Records from a collection
◇ ◇ ◇ ◇
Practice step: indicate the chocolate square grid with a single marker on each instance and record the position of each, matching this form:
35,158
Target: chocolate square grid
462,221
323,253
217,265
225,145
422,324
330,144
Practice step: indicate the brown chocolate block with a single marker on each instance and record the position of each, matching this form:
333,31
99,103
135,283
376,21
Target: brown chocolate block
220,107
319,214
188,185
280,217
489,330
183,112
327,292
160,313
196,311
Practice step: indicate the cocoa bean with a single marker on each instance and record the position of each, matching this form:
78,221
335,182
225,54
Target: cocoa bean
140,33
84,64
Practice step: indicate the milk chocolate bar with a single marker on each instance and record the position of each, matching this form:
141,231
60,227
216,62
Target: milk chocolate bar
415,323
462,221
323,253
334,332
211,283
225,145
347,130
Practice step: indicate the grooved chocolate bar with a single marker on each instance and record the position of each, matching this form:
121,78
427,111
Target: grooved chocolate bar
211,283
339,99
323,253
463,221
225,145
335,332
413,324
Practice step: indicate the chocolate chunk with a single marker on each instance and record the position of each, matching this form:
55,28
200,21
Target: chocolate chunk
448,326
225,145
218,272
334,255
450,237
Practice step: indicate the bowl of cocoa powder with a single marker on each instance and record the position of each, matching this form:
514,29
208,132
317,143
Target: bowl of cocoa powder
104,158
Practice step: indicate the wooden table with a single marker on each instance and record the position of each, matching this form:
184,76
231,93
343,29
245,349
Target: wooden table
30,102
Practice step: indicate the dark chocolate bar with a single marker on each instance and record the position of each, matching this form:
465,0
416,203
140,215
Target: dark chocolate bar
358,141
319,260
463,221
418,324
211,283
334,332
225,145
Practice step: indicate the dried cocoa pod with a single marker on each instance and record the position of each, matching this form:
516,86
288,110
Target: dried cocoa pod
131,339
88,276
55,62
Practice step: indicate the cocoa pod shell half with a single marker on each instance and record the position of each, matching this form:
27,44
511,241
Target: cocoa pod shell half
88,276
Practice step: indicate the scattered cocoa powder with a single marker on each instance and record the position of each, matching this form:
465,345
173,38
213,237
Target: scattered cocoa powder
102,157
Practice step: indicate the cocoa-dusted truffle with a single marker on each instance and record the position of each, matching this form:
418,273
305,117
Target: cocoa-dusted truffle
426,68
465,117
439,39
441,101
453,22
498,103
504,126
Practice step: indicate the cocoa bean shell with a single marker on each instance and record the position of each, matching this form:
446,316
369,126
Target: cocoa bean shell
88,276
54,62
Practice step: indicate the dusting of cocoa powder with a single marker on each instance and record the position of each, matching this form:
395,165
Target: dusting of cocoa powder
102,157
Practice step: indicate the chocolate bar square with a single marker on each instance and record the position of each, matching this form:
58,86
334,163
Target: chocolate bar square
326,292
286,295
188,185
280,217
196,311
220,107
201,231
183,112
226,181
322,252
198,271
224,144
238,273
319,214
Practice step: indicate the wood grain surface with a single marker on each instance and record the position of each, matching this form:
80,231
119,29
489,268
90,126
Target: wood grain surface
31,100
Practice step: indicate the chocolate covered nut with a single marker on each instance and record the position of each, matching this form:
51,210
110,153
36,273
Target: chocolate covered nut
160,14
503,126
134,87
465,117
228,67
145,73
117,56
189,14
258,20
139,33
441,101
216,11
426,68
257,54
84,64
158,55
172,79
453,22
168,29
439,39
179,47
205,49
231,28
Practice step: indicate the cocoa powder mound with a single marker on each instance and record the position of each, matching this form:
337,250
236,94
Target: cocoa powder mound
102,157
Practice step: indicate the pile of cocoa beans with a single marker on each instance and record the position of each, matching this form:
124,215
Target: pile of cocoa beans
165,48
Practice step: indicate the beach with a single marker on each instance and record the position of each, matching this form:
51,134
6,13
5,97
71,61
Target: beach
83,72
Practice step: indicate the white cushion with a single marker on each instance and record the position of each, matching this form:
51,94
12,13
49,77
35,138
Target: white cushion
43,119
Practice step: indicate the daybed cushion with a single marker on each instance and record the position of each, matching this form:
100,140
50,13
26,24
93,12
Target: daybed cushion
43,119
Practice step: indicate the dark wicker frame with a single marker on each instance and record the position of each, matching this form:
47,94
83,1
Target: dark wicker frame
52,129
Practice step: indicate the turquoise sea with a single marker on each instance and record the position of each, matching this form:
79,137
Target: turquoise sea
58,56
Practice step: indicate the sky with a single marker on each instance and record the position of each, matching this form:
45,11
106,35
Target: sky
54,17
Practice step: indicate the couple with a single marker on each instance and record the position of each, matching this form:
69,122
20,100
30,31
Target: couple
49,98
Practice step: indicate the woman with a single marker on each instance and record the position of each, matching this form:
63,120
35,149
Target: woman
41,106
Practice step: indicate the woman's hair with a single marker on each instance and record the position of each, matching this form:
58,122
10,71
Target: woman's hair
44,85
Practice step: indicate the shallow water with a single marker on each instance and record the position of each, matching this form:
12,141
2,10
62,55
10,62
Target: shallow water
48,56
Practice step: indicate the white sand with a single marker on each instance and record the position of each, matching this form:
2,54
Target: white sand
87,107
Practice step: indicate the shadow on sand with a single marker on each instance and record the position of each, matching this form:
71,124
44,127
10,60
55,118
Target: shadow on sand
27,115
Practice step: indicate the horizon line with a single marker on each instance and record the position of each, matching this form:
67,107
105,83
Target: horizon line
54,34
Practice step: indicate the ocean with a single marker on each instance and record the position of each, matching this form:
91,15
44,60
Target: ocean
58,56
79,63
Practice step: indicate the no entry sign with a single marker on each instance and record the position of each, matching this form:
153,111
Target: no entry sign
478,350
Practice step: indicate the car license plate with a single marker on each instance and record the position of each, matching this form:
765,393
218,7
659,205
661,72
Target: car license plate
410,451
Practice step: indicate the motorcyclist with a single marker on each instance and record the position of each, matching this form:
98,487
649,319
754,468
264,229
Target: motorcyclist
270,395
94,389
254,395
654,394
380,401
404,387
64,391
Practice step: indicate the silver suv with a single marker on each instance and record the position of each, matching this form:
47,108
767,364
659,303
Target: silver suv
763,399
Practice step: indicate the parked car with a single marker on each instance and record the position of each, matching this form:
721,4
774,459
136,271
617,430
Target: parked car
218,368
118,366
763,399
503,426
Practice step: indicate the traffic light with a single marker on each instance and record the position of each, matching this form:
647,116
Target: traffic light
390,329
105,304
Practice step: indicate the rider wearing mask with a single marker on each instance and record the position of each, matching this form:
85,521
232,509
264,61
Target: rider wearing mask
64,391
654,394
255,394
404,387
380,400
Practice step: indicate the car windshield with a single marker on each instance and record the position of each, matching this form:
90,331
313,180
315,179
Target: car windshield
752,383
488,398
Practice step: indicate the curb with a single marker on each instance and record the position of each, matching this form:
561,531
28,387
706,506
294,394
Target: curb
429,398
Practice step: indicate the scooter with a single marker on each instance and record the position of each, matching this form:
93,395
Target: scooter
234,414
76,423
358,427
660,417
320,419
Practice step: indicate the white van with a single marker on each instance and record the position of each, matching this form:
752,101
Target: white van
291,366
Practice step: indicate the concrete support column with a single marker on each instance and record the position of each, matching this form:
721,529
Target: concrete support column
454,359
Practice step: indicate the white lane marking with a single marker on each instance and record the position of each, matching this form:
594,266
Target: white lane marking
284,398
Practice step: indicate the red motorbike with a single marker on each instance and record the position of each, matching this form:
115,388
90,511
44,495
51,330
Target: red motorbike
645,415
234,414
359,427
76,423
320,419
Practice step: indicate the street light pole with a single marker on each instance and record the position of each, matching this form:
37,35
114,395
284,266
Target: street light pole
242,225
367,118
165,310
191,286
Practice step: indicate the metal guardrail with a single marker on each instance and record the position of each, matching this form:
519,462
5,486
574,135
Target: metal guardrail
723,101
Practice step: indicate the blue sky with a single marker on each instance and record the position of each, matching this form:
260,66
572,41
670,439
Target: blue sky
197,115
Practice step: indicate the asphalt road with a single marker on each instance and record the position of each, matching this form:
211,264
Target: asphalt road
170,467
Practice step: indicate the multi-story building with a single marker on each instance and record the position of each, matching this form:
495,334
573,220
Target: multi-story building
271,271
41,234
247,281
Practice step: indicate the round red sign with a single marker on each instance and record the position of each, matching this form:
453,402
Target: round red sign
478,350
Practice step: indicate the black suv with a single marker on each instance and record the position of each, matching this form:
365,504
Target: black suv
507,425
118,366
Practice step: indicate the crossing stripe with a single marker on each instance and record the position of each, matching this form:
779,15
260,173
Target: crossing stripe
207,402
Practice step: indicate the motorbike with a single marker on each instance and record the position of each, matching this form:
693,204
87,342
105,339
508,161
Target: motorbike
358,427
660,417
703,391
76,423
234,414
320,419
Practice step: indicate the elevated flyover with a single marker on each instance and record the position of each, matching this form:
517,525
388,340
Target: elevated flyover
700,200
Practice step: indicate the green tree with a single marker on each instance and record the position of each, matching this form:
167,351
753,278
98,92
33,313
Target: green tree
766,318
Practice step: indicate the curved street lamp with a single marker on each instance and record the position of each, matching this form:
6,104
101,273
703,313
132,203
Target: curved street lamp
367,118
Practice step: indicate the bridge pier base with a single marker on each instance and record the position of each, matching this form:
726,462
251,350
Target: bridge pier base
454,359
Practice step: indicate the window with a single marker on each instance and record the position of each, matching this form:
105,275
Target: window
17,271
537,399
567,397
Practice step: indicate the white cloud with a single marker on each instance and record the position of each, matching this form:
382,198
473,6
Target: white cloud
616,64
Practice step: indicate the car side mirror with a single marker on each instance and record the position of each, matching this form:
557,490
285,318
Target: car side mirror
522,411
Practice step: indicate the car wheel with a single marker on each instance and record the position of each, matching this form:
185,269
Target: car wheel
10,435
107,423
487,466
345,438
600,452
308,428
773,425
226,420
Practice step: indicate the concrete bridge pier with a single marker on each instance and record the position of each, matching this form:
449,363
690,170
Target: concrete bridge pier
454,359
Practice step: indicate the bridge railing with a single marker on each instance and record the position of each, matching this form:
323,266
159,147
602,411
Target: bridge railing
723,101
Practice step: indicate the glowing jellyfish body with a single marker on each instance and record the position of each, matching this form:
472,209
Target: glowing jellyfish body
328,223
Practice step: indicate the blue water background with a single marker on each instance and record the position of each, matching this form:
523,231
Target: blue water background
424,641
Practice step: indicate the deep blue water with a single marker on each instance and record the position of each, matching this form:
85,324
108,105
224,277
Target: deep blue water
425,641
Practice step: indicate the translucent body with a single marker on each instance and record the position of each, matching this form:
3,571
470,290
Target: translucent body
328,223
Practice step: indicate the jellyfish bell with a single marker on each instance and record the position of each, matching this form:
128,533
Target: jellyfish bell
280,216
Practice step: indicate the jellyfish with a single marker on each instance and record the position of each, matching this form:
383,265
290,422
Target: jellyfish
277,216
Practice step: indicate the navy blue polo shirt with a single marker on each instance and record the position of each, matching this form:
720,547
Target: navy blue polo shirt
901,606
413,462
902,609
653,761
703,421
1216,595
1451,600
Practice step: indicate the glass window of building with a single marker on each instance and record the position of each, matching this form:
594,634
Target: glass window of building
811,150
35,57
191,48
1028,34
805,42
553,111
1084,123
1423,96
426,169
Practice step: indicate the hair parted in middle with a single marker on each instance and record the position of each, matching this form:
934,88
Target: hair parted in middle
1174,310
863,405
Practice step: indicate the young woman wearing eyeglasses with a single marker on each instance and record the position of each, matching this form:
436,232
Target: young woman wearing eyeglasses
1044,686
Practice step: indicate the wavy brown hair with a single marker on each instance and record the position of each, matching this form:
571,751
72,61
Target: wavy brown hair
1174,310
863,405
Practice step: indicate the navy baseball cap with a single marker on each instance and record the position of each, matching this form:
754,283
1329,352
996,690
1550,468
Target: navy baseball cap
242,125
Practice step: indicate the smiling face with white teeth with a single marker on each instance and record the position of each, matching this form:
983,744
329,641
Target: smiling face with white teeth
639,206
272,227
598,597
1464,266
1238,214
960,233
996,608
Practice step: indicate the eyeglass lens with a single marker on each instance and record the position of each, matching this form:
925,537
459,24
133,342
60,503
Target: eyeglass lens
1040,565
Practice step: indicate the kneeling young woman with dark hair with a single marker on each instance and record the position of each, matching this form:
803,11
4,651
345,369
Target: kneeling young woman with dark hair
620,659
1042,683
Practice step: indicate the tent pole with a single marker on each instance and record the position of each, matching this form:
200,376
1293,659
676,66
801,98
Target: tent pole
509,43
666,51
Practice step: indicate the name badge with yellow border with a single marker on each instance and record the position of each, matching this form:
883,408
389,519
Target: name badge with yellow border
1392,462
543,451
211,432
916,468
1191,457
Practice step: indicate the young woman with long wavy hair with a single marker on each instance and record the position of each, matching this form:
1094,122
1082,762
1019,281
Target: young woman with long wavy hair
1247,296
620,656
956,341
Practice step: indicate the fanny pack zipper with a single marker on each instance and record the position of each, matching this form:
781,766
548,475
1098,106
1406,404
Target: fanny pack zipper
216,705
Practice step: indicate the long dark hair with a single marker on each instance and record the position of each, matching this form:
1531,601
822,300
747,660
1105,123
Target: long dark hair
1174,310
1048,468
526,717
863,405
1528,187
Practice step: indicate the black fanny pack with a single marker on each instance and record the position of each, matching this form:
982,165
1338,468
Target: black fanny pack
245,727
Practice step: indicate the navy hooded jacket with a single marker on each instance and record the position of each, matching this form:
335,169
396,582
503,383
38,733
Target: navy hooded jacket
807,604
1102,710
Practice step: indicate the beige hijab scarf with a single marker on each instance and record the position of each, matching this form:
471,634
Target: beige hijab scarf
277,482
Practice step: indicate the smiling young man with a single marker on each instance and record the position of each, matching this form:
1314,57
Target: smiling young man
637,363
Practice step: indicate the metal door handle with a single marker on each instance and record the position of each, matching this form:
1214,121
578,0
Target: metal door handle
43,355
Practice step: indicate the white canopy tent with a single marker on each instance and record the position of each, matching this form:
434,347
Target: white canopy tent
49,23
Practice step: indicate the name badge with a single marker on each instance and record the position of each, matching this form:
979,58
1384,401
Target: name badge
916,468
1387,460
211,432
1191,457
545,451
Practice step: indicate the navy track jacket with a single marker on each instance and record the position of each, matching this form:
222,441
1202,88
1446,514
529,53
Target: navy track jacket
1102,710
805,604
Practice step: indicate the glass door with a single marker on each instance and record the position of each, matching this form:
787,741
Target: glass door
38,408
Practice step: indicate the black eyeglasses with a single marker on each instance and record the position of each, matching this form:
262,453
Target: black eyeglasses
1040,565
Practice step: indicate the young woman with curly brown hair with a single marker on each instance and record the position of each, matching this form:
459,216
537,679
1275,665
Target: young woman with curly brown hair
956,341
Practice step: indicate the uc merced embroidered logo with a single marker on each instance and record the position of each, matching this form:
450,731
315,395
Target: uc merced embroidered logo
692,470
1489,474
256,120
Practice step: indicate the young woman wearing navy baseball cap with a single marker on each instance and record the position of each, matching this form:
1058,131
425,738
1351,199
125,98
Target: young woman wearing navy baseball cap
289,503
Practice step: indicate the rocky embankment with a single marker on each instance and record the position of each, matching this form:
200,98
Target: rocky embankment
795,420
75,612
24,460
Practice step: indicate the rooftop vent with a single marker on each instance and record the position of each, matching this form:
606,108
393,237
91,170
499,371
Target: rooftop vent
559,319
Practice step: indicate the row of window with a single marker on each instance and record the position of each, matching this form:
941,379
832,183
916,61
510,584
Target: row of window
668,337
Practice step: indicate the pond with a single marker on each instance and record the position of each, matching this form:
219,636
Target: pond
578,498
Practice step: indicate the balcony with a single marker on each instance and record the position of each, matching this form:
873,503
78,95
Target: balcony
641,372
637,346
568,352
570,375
◇ ◇ ◇ ◇
DO THIS: Write out exactly the final stretch of the records: the line containing "Practice step: indicate the rocky" and every line after it, through the last, and nothing else.

FINAL RESULT:
Practice step: indicate the rocky embankment with a single marker on each instance and record the position of each, matching this form:
200,98
Target: rocky embankment
795,420
75,612
24,460
Practice step: indicate the rooftop vent with a single marker on each instance and record the position of each, matching this form:
606,108
393,237
91,170
499,371
Target: rooftop vent
559,319
Practice step: indicate the row of window with a single marker on each instance and record the position of each, matching this form:
941,379
832,183
916,61
510,584
Target: row of window
668,337
Practice step: indicate the pond with a single marker on each instance and record the position of each, matching this form:
219,636
Target: pond
578,498
Practice step: indicate the balcony with a single marker on each instance and record the position of each, matching this form:
873,503
78,95
Target: balcony
641,372
637,346
568,352
570,375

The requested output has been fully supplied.